## EXTRACTED DATA
Content starts

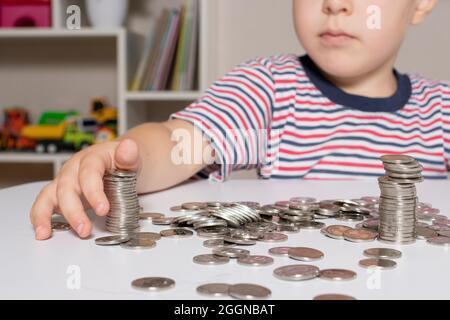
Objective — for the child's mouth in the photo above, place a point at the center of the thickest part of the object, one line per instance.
(335, 38)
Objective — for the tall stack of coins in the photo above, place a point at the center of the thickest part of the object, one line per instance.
(398, 199)
(120, 189)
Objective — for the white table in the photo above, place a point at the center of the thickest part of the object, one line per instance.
(42, 270)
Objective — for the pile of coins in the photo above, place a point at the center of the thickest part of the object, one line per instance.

Content ends

## PROBLEM REQUIREMENTS
Print nothing but the lines from the line with "Objective — for the white" to the last line of the records above. Both of those lines count.

## SOLUTION
Objective — for the white table in the photo above, place a point at the center of the thickest part of the object, one line per instance.
(42, 270)
Objective — for the pile of coins in the photo above, place a point at the center of the thickest part of the object, one line per instance.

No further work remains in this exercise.